Image point grounding data:
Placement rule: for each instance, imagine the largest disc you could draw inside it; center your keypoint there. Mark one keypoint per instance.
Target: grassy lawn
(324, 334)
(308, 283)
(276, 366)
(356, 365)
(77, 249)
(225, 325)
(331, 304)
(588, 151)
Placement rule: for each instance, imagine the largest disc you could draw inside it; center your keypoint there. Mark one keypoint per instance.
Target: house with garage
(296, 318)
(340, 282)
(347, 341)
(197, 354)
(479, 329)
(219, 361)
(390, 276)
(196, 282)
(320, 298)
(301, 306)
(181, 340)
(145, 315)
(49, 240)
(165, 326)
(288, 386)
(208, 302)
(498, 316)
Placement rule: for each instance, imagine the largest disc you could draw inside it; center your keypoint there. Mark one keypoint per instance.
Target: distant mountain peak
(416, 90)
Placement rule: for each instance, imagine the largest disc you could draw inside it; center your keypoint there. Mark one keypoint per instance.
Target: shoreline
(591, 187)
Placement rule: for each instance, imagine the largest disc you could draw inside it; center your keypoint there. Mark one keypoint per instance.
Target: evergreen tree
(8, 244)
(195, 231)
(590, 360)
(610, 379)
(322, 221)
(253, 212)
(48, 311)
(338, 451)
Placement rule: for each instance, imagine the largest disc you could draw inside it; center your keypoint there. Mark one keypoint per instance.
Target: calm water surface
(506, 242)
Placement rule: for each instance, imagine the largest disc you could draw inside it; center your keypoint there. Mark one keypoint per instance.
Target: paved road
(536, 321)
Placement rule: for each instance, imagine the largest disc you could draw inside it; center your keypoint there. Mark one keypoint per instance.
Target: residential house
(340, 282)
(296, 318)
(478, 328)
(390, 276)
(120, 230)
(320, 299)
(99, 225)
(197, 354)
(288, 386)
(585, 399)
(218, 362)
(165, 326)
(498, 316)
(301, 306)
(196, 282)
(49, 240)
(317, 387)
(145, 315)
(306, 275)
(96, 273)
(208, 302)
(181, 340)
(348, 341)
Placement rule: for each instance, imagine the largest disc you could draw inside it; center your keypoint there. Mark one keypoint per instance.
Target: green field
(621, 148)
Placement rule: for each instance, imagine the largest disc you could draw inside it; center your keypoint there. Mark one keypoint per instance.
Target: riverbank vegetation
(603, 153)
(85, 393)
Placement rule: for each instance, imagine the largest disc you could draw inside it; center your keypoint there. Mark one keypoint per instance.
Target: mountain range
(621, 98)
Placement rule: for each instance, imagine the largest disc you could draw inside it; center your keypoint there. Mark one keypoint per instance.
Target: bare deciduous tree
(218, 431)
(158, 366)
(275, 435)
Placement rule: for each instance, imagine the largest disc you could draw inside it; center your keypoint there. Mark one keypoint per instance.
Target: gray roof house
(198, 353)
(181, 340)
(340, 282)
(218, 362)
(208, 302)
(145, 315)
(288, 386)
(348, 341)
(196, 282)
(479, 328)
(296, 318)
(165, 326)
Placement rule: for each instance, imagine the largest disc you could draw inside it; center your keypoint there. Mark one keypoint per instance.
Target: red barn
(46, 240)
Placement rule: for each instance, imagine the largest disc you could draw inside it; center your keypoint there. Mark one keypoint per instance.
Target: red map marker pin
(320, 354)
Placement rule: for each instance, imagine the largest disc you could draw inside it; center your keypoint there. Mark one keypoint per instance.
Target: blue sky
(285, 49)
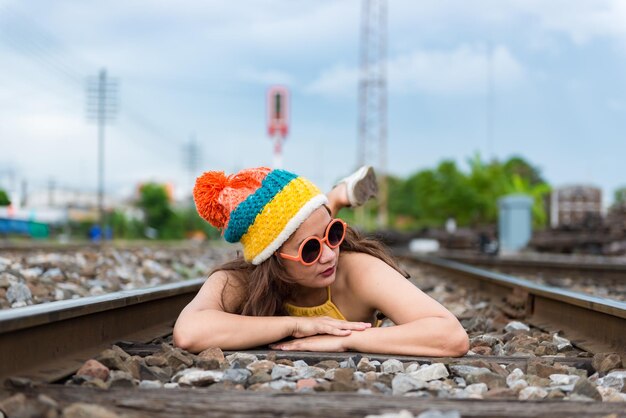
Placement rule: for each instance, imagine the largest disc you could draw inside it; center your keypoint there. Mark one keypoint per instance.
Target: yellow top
(327, 308)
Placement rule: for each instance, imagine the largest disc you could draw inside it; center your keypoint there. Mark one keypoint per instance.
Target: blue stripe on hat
(246, 212)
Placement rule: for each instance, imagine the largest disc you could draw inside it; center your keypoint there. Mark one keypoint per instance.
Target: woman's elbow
(181, 338)
(457, 341)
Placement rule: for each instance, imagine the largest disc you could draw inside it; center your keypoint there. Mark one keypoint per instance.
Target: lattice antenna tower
(372, 143)
(102, 93)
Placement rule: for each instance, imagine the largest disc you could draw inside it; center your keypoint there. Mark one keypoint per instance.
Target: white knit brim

Task objective:
From the first line to the last, repeat the records exactly, leaving out the pictures.

Reply:
Placement rule: for each instance, imagine the largest disc you could draw inside it; center your keypoint there. Mark one keypoint per instance.
Target: grassy lawn
(324, 334)
(308, 283)
(276, 366)
(356, 365)
(77, 249)
(225, 325)
(331, 304)
(588, 151)
Placement rule: for each instance, imagine the largest disc you could draw inside it; center your keypoint there. Mark one keypoint per instance.
Target: house with garage
(296, 318)
(340, 282)
(347, 341)
(197, 354)
(479, 329)
(219, 361)
(390, 276)
(196, 282)
(320, 298)
(301, 306)
(181, 340)
(145, 315)
(49, 240)
(165, 326)
(288, 386)
(208, 302)
(498, 316)
Placement rule: for each instance, imagine the largest disc you could draw inside it; center your keypoint there. Mark one keypoint per instance.
Target: distant mountain peak
(416, 90)
Placement rule: for each instance, imagine the largest disc you could draw inside it; center your keypoint there. Mark one keypoint per instance.
Target: shoreline
(591, 187)
Placement rule: for each instance, imagine the largest disc you could draw inside it; center your keypoint there. Mark one keypoint per instance.
Target: evergreen tree
(8, 244)
(195, 231)
(590, 360)
(610, 379)
(322, 221)
(253, 212)
(48, 311)
(338, 451)
Placement rule: for each instance, imagine the largest disc you could draw inside it; center your keypoint there. Mark one keypoint per instance.
Target: calm water surface
(506, 242)
Placement rule: for each instance, imagine the largest disc you could draw inside it; center your keypoint there. Mark one keypoint per instance.
Target: paved road
(536, 321)
Placement rule: for each instance, imagine the largest disc you could draw inside it; center your keypoint there. Mark one keypoint per instance.
Target: residential house
(340, 282)
(296, 318)
(478, 328)
(390, 276)
(120, 230)
(320, 299)
(99, 225)
(197, 354)
(288, 386)
(585, 399)
(218, 362)
(165, 326)
(498, 316)
(301, 306)
(196, 282)
(49, 240)
(317, 387)
(145, 315)
(306, 275)
(96, 273)
(208, 302)
(181, 340)
(348, 341)
Placement rule: for each instance, imagine the largest disc you could draw inside it; center your keypoint there. Mark one keypoint per instance.
Target: green field
(621, 148)
Placement rule: for each instance, imagine the largest disc you could draw inside it; center your keypoint there. Mark one keypoint per instance.
Target: riverbank vegetation
(603, 153)
(85, 393)
Placement rule: for each instance, imagine the largest disc you could draw inside it; center your keypoint there. Mark one keypoint per instance.
Target: mountain range
(621, 98)
Placement rule: for each instance, imagine the largest disc you could draw inside it; center your keypoint there. Mark one keypoint per instance.
Target: bare deciduous tree
(218, 431)
(158, 366)
(275, 435)
Placement rule: for each instance, imagine the largest disc you could draw inside it; center your keypoint there. Mark one keypoint per instance.
Target: gray roof house
(198, 353)
(181, 340)
(340, 282)
(218, 362)
(208, 302)
(145, 315)
(288, 386)
(348, 341)
(196, 282)
(479, 328)
(296, 318)
(165, 326)
Placement rule: for each instance, imagine the largest disc you could draw inside it; center your keypoint there. Mark one keypoint per instance.
Target: red barn
(46, 240)
Placement rule: for each instance, imagine the largest disc you could draw inside it; center your keypoint there. Mark one keypoint per instance.
Target: red map marker pin
(320, 354)
Placement rule: for each instance, imagine the largest disc you could draw inside it; center your keypoint there. Mark one keypoint per instance.
Target: blue sky
(285, 49)
Placement rule: for each instance, imagine the largest disc you could draw inside it; center your keypoint there. Mark one keypoint per instance.
Target: yellow top
(327, 308)
Placement rule: for each instance, imagine the largest disc you could draw inside it; center your keypoint there. Mark one keypoint per instance.
Target: blue stripe on hat
(246, 212)
Placement rule: for each instance, imagine the largest disc you could draw inside it; center your keypoint there. Mark one keypoint per instance.
Target: woman's elbow
(181, 338)
(457, 341)
Placement rule: for each instance, imagine the largest disc you could draw inside it; center your keypoint there. Mark one keypoint per instance.
Target: lattice antenna tower
(372, 143)
(102, 93)
Placement rule: for each instance, imagine the largest disc you could draw inside it; center your keypoint there. Mark one keypoint per instance.
Target: white knit brim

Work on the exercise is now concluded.